Creating content is becoming more and more essential for practitioners. It’s hard to create a website that gets search traffic without good words on the page. Newspaper ads work better when you also write articles. It’s easier to engage your clients in the long run when you communicate with them regularly, and that, too, takes content. Even a 140-character tweet or a Facebook update takes the same thing: content.

We’ve written about creating great content to market your practice. but we heard from people who felt they were stumbling before the start line–they didn’t know what to write about.

The good thing is that inspiration isn’t as far away as you might think. We write a lot, and we get our inspiration from some sources that are both free and easy to digest. Here are five of them.

1. Google News
We skim the Google Health News most mornings–I’d say it’s the one source we track regularly. It’s an easy way to get ideas, and it also gives us a heads up about what patients might be asking about. They’re getting the same news from one source or another, and that often leads to questions. Being prepared to answer them is helpful.

It takes me less than a minute to skim the headlines, and perhaps another minute longer once in a while to read a news story that catches my interest.

[Dataset records]
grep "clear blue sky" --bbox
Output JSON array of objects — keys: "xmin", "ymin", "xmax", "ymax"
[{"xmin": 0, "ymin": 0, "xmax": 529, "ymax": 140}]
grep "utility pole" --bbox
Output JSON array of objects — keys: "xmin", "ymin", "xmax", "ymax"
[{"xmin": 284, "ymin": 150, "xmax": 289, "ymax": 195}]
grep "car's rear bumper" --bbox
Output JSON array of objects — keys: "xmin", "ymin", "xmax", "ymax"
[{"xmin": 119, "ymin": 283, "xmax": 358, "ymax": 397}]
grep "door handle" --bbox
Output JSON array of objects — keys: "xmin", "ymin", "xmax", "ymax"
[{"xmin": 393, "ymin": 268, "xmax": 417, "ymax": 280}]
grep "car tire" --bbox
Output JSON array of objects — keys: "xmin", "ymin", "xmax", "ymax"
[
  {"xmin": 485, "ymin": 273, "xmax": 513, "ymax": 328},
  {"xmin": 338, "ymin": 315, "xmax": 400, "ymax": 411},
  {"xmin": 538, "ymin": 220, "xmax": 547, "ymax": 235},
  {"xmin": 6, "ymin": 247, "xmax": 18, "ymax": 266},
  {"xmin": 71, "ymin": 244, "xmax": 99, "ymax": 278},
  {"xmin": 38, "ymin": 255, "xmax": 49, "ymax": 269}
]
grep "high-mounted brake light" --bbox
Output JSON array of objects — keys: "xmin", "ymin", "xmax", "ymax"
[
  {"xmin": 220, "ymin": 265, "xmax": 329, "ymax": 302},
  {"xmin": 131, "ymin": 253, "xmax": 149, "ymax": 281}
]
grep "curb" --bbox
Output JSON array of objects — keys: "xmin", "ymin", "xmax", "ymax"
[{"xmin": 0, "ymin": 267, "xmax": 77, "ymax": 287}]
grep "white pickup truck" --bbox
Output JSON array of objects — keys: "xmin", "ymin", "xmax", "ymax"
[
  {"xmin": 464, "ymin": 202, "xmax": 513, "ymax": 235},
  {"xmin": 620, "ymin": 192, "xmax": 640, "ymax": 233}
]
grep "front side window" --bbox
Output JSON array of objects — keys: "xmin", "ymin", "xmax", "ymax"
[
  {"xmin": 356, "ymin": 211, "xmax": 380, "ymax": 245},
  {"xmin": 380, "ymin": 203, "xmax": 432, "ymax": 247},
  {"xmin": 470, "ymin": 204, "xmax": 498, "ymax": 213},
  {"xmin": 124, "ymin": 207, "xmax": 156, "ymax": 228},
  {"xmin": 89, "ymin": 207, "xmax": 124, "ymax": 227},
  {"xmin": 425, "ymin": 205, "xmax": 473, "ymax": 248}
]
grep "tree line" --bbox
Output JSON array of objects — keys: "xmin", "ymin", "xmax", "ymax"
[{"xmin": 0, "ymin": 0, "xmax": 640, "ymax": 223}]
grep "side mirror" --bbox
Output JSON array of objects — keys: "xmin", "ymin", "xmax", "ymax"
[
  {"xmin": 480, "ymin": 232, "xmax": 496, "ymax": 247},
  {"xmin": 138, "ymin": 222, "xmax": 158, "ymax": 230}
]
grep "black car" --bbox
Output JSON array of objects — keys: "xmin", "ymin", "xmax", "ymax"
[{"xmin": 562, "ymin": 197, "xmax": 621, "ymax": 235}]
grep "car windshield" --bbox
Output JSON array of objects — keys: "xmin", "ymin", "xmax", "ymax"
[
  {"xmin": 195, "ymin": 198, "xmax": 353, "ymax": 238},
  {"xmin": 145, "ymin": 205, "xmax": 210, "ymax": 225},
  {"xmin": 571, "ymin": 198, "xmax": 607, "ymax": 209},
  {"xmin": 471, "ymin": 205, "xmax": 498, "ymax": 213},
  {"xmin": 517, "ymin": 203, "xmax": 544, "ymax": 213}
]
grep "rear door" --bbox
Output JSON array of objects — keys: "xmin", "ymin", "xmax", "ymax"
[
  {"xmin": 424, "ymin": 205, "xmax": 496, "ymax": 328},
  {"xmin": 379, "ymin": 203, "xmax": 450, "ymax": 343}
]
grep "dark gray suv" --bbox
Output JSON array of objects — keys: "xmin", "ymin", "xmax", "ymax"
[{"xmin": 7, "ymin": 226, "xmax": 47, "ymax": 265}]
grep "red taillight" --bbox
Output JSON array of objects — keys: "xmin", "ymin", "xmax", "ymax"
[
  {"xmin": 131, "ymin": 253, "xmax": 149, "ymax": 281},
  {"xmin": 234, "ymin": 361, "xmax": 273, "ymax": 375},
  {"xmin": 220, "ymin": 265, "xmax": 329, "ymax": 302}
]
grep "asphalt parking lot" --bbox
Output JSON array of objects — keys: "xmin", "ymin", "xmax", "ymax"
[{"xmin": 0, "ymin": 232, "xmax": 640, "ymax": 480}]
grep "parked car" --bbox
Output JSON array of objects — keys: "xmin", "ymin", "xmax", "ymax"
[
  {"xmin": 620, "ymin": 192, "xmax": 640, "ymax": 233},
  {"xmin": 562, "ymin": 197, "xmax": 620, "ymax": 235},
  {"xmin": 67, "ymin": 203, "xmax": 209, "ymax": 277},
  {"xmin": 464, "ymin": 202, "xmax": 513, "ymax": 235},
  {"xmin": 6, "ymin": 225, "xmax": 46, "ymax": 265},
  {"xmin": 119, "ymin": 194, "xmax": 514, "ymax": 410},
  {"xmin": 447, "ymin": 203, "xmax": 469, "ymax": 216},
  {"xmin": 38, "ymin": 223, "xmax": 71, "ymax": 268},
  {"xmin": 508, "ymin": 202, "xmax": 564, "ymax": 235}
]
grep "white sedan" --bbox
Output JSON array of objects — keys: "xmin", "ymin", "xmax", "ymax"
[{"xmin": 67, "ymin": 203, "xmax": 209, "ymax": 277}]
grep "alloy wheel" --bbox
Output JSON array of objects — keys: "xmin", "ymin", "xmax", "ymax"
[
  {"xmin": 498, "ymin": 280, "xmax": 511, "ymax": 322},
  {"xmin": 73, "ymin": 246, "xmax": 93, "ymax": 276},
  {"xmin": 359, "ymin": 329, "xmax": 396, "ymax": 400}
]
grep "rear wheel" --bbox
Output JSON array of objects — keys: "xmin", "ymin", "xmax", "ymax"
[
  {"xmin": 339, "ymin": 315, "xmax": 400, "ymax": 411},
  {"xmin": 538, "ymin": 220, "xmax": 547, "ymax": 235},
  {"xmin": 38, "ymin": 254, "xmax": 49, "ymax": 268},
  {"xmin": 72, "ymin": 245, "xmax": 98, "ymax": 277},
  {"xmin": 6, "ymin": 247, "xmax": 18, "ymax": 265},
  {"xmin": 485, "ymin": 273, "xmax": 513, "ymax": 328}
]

What to work on:
1/ Rewrite the passage on finding content ideas, everything from "1. Google News" down to "them is helpful.", replacing "mornings" with "evenings".
2/ Continue the passage on finding content ideas from its final sentence.

Solved tasks:
1/
1. Google News
We skim the Google Health News most evenings–I’d say it’s the one source we track regularly. It’s an easy way to get ideas, and it also gives us a heads up about what patients might be asking about. They’re getting the same news from one source or another, and that often leads to questions. Being prepared to answer them is helpful.

2/
2. Google Alerts
Instead of searching on Google for your area of expertise every time you want to write something, wouldn’t it be great if Google just kept tabs on that for you? Enter Google Alerts, a free service that will search Google for terms you specify–like “infertility” for example–and deliver you a daily, weekly, or as-it-happens list of the latest relevant Google search results.

3. Alltop
Alltop
is an amalgamation of top news stories from blogs and websites in a huge number of categories. You can find the health directory here. Pick a category, and you’ll find dozens and dozens of news stories and articles. Whenever you need inspiration, just surf over and skim the headlines.

4. Twitter Searches
Even if you’re not a Twitter user, you can still skulk around and follow the action. You can search tweets here to find everything from news and research to success stories and more. You may have to sift through a few personal tweets, but it’s fast, easy, and free.

5. Journals & Publications
Many medical journals have open access options, email summaries, or blog or Twitter feeds that let you stay up to date on research and best practices without paying a subscription fee. Check the website of your favorite journal, or if you want something broader, try a journal watch service like Galen’s Watch. You’ll get bit sized research summaries you can easily skim to find something relevant for your prospective clients. (For a free option, you can read the Galen’s Watch blog here to get a feel for it.)

There are plenty more sources of free inspiration – Facebook, association websites, blogs, article directories and other news aggregators. But any one of them will take you a long way.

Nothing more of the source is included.